EXCERPTED PASSAGE:
.....

Admin> INSERT INTO mysql_servers(hostgroup_id,hostname,port) VALUES (1,’192.168.90.2′,3306);
Admin> INSERT INTO mysql_servers(hostgroup_id,hostname,port) VALUES (1,’192.168.90.3′,3306);
Admin> INSERT INTO mysql_servers(hostgroup_id,hostname,port) VALUES (1,’192.168.90.4′,3306);

Admin> INSERT INTO mysql_servers(hostgroup_id,hostname,port) VALUES (2,’192.168.90.2′,3306);
Admin> INSERT INTO mysql_servers(hostgroup_id,hostname,port) VALUES (2,’192.168.90.3′,3306);
Admin> INSERT INTO mysql_servers(hostgroup_id,hostname,port) VALUES (2,’192.168.90.4′,3306);

So here we can see we will use the same Groups members that are part of our “cluster”.
Admin> select * from mysql_servers;
+————–+————–+——+————–+——–+————-+—————–+———————+———+—————-+
| hostgroup_id | hostname     | port | status       | weight | compression | max_connections | max_replication_lag | use_ssl | max_latency_ms |
+————–+————–+——+————–+——–+————-+—————–+———————+———+—————-+
| 1            | 192.168.90.2 | 3306 | ONLINE       | 1      | 0           | 1000            | 0                   | 0       | 0              |
| 1            | 192.168.90.3 | 3306 | ONLINE      | 1      | 0           | 1000            | 0                   | 0       | 0              |
| 1            | 192.168.90.4 | 3306 | ONLINE     | 1      | 0           | 1000            | 0                   | 0       | 0              |
| 2            | 192.168.90.2 | 3306 | ONLINE       | 1      | 0           | 1000            | 0                   | 0       | 0              |
| 2            | 192.168.90.3 | 3306 | ONLINE       | 1      | 0           | 1000            | 0                   | 0       | 0              |
| 2            | 192.168.90.4 | 3306 | ONLINE       | 1      | 0           | 1000            | 0                   | 0       | 0              |
+————–+————–+——+————–+——–+————-+—————–+———————+———+—————-+

Easy isn’t it ?
Now we will add a scheduler that will use a script that verifies our MySQL InnoDB Cluster (Group Replication). The script is available on my github: here and you can put it in “`/var/lib/proxysql/“`
Admin> INSERT INTO scheduler(id,interval_ms,filename,arg1,arg2,arg3,arg4, arg5)
VALUES (1,’10000′,’/var/lib/proxysql/proxysql_groupreplication_checker.sh’,’1′,’2′,’1′,’0′,’/var/lib/proxysql/proxysql_groupreplication_checker.log’);

Let’s save and load the scheduler:
Admin> SAVE SCHEDULER TO DISK;

Admin> LOAD SCHEDULER TO RUNTIME;

What are those values in arg1 to arg5 ?

.....

LISTED ENTRIES:
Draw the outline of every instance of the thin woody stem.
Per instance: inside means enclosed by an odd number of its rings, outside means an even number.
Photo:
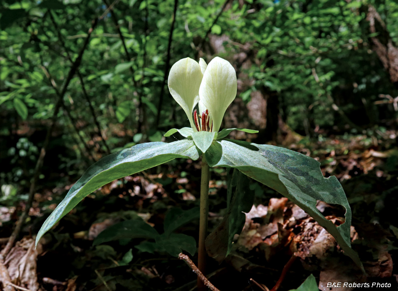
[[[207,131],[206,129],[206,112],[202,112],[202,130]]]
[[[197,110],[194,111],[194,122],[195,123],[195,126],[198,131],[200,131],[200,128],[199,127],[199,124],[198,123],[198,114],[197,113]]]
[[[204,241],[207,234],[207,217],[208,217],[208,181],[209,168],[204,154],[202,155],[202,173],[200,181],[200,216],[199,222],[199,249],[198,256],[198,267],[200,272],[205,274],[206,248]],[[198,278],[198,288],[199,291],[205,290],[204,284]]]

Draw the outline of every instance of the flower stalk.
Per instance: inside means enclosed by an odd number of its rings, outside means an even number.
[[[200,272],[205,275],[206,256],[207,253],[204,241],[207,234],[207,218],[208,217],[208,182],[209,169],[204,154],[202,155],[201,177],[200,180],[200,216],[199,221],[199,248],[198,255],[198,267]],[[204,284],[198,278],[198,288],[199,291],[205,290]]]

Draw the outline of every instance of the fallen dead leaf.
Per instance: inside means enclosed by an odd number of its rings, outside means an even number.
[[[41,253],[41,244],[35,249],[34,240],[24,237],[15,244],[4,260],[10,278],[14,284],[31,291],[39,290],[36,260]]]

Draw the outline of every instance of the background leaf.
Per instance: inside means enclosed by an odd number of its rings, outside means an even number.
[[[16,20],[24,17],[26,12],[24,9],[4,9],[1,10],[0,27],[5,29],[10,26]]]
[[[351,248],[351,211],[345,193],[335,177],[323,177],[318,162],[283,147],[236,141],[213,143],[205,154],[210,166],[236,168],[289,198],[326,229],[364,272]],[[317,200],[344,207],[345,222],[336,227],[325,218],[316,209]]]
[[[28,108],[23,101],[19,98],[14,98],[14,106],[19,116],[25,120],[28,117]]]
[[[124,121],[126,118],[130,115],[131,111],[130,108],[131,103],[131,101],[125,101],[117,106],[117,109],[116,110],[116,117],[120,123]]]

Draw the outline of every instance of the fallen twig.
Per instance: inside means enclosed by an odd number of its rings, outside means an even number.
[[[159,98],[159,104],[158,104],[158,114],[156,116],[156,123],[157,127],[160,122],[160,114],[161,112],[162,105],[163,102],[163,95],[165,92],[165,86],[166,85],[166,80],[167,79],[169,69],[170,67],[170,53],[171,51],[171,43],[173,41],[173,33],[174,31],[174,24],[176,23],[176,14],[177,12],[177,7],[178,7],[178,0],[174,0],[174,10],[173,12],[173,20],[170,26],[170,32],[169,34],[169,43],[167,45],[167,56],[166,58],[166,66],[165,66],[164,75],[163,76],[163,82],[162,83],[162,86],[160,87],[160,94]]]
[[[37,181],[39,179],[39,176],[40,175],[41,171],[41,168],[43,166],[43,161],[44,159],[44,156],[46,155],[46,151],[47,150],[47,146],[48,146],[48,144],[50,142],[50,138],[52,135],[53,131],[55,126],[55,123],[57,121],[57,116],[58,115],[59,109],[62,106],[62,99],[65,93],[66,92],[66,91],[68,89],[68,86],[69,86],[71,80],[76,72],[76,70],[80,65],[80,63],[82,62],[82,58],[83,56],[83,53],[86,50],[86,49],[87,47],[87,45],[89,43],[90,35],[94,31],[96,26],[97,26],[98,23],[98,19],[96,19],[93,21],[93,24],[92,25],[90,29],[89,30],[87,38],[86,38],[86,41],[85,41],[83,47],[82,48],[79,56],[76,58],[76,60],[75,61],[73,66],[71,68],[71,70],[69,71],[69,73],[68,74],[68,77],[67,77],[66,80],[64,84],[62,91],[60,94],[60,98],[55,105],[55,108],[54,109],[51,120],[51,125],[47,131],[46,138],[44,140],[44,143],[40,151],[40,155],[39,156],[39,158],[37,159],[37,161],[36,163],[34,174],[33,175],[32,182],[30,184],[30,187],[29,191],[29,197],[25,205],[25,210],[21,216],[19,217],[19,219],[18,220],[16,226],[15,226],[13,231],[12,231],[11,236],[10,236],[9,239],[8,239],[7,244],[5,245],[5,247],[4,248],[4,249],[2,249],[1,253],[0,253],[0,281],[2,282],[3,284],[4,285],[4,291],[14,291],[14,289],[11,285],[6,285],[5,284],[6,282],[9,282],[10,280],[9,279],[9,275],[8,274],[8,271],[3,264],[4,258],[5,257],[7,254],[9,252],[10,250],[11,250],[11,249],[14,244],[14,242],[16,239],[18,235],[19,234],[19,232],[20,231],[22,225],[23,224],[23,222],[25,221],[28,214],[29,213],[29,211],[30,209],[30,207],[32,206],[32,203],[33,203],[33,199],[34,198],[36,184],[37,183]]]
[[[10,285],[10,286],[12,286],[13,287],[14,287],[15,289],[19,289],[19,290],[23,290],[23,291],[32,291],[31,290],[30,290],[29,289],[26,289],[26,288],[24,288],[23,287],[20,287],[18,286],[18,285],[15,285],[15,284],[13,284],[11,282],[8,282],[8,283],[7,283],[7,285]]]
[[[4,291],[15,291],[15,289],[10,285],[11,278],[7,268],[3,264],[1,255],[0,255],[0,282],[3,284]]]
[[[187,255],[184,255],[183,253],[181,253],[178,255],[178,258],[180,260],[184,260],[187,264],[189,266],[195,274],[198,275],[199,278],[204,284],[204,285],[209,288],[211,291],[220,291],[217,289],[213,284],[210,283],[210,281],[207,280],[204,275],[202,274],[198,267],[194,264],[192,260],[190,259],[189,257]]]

.....

REQUIRED WORK:
Reproduce word for word the portion of the ProxySQL setup excerpt starting with "Easy isn’t it" and going on through "arg1 to arg5 ?".

RESULT FOR THIS TASK:
Easy isn’t it ?
Now we will add a scheduler that will use a script that verifies our MySQL InnoDB Cluster (Group Replication). The script is available on my github: here and you can put it in “`/var/lib/proxysql/“`
Admin> INSERT INTO scheduler(id,interval_ms,filename,arg1,arg2,arg3,arg4, arg5)
VALUES (1,’10000′,’/var/lib/proxysql/proxysql_groupreplication_checker.sh’,’1′,’2′,’1′,’0′,’/var/lib/proxysql/proxysql_groupreplication_checker.log’);

Let’s save and load the scheduler:
Admin> SAVE SCHEDULER TO DISK;

Admin> LOAD SCHEDULER TO RUNTIME;

What are those values in arg1 to arg5 ?